[Entries for bounding box labeling]

'''

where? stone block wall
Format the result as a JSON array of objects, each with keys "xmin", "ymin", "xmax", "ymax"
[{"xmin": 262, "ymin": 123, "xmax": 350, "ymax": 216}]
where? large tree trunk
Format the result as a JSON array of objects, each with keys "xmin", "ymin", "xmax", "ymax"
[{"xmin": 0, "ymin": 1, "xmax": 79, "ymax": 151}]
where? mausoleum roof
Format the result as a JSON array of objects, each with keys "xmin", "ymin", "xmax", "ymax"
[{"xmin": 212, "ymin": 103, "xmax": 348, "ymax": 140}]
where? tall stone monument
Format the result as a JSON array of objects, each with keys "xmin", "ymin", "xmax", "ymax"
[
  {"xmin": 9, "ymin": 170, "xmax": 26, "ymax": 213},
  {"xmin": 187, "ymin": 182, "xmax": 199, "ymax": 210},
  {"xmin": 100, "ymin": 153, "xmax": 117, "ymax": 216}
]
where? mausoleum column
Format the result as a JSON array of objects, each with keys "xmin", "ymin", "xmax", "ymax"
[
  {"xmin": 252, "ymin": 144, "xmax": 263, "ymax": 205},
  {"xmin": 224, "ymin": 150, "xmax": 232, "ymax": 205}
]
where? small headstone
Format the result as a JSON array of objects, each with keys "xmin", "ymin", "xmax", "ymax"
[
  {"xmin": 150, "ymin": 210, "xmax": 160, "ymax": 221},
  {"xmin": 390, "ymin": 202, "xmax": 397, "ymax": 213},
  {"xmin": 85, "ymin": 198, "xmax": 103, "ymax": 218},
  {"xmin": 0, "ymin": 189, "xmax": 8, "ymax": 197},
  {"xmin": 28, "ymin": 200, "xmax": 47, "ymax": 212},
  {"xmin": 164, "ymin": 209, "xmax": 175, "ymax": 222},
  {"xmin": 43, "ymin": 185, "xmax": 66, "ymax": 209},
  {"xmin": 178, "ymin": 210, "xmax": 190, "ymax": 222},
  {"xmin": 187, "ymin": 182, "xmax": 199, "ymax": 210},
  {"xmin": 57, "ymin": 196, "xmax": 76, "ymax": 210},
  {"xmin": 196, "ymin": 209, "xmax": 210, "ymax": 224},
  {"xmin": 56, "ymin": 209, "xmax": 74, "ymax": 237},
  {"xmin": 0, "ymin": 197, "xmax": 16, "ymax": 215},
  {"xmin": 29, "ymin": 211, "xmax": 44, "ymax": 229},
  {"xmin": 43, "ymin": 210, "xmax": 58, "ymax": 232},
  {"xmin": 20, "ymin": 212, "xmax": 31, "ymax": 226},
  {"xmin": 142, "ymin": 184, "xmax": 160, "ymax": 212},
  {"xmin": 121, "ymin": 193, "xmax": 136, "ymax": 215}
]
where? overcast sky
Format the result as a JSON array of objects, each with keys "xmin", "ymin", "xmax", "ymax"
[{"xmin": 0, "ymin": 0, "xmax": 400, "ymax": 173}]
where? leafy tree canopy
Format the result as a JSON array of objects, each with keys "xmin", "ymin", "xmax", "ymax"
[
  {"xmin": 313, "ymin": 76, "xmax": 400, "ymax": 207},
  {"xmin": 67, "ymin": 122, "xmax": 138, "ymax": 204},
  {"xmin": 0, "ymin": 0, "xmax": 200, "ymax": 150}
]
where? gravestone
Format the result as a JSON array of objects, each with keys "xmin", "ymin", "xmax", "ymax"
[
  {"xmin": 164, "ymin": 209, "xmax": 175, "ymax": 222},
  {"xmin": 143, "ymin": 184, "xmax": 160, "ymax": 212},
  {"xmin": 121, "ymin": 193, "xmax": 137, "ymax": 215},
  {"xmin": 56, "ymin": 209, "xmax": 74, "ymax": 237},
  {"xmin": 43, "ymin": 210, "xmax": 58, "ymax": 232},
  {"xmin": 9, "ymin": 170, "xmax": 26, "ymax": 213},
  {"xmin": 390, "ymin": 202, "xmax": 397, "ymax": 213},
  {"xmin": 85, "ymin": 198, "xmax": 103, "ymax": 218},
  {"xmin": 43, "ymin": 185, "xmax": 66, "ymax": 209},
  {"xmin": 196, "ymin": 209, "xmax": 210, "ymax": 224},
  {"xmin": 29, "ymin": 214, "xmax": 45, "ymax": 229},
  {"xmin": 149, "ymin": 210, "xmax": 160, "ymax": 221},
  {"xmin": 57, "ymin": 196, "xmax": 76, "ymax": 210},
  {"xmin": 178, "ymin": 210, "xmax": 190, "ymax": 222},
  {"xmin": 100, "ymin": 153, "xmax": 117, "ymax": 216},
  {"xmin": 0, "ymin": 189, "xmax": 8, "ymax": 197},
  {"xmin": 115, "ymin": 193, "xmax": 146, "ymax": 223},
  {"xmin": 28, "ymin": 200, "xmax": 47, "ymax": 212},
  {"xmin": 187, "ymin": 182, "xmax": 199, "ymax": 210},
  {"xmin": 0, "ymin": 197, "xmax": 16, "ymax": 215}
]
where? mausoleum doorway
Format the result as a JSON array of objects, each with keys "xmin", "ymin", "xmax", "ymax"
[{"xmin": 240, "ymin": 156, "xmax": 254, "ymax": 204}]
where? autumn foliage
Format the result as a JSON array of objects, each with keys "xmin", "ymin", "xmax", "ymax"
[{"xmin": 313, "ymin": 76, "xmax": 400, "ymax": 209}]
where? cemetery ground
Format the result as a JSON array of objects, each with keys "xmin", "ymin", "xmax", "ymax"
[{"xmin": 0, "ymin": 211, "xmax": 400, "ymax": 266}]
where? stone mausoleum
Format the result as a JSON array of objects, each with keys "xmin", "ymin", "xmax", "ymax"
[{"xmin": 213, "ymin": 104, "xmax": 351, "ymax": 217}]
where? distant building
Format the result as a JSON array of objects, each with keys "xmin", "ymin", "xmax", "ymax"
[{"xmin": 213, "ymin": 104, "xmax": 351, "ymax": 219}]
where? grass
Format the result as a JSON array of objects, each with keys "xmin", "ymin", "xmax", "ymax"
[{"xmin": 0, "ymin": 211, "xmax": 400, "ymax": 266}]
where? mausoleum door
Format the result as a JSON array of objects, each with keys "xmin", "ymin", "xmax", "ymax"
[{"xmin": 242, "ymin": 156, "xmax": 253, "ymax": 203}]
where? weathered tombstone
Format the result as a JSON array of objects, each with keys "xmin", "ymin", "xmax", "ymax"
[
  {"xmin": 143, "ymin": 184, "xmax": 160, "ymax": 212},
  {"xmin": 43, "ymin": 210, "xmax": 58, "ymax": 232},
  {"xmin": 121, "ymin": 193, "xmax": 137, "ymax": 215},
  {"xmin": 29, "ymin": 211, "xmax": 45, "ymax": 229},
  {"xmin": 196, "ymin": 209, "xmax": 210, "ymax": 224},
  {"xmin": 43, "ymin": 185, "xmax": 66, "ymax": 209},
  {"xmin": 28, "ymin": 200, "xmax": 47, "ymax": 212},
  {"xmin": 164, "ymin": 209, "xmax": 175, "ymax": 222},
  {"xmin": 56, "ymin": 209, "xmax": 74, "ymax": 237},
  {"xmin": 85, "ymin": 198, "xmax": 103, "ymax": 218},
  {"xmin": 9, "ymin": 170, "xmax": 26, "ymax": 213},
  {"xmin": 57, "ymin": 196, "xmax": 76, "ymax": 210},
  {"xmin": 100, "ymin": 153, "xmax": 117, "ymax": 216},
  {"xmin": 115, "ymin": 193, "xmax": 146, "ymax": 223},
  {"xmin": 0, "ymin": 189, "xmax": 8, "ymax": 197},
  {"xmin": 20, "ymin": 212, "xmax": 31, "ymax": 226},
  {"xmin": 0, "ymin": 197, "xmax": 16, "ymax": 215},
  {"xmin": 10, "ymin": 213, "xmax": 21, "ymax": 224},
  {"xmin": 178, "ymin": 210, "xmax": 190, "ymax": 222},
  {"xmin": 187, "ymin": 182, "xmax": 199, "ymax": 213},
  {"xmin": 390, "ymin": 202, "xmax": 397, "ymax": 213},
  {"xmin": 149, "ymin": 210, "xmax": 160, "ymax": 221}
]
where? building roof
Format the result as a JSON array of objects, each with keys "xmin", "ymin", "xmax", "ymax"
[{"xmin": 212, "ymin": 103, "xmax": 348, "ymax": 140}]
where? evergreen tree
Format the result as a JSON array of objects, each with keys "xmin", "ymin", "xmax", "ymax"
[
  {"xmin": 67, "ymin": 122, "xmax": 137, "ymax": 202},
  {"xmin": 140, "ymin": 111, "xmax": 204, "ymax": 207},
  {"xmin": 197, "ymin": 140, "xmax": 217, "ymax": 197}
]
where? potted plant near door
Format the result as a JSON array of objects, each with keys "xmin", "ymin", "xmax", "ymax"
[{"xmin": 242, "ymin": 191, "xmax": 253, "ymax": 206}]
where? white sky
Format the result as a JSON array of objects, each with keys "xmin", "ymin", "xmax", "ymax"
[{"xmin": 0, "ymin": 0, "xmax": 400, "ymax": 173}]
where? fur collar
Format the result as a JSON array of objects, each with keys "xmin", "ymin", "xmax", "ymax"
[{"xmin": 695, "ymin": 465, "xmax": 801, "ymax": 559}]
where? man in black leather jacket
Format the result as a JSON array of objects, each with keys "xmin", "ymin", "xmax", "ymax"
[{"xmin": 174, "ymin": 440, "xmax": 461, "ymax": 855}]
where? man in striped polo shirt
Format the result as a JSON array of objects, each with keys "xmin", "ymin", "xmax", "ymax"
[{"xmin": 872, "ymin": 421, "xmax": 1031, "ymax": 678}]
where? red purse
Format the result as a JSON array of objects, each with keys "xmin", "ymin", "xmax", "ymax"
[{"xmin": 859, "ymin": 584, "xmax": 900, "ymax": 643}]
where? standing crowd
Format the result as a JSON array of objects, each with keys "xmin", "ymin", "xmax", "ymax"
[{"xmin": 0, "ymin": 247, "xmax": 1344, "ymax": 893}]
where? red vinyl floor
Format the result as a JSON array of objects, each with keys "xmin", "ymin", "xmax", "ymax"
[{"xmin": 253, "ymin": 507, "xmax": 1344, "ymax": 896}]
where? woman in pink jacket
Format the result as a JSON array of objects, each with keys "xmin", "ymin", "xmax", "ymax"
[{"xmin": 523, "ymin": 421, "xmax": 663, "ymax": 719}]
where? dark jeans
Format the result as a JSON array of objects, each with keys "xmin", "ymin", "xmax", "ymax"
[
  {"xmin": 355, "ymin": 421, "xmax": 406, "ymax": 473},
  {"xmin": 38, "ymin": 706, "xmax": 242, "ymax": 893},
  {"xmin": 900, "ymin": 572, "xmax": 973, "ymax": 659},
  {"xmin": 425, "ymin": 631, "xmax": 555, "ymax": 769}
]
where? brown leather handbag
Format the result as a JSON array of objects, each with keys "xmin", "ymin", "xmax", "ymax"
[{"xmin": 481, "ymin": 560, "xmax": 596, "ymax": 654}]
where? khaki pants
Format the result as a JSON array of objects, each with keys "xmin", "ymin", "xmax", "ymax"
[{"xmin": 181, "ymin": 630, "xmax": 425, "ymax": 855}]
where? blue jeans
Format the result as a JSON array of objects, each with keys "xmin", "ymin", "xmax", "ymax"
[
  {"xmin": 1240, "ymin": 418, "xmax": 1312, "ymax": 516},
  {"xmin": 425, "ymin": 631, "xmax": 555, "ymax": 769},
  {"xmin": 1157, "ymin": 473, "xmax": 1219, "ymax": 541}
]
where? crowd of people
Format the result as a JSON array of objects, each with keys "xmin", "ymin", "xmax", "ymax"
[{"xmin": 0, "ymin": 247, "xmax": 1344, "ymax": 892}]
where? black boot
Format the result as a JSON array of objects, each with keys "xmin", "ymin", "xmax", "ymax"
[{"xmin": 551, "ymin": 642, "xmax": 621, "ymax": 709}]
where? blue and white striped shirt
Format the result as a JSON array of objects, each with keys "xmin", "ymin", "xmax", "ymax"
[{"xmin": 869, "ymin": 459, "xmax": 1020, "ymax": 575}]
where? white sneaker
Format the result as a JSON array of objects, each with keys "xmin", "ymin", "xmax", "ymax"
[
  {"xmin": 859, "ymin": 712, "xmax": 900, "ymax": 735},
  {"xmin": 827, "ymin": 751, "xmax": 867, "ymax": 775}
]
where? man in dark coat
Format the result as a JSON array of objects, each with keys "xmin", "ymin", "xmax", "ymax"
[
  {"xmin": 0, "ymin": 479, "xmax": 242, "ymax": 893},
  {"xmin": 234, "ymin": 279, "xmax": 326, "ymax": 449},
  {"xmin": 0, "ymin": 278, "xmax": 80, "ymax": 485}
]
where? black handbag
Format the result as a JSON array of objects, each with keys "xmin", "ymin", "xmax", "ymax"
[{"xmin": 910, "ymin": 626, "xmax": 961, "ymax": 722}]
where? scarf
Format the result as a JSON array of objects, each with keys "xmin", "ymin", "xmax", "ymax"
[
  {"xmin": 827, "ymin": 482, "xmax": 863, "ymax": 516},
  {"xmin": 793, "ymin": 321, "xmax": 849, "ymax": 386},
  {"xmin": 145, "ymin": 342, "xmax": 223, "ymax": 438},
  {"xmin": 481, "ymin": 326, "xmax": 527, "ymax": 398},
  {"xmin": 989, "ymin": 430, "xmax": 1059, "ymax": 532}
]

'''

GOAL OF THE EXERCISE
Quote every line from the line containing "where? white sneaker" through the closing line of the listing, including both.

TASK RESULT
where? white sneaker
Format the result as a JSON array of objects, each with keys "xmin", "ymin", "xmax", "ymax"
[
  {"xmin": 859, "ymin": 712, "xmax": 900, "ymax": 735},
  {"xmin": 827, "ymin": 751, "xmax": 867, "ymax": 775}
]
where? man in dark coat
Format the result as a JSON array of objects, each with keys "xmin", "ymin", "xmax", "ymax"
[
  {"xmin": 0, "ymin": 479, "xmax": 242, "ymax": 893},
  {"xmin": 234, "ymin": 279, "xmax": 326, "ymax": 449},
  {"xmin": 0, "ymin": 278, "xmax": 80, "ymax": 485}
]
where? black handbag
Format the result as a JSON array of objects, each with keys "xmin", "ymin", "xmax", "ymax"
[{"xmin": 910, "ymin": 626, "xmax": 961, "ymax": 722}]
where? scarf
Format the result as a JSON array of objects, each with keys "xmin", "ymin", "xmax", "ymax"
[
  {"xmin": 827, "ymin": 482, "xmax": 863, "ymax": 516},
  {"xmin": 793, "ymin": 321, "xmax": 849, "ymax": 386},
  {"xmin": 145, "ymin": 342, "xmax": 223, "ymax": 438},
  {"xmin": 481, "ymin": 326, "xmax": 527, "ymax": 398},
  {"xmin": 989, "ymin": 430, "xmax": 1059, "ymax": 532}
]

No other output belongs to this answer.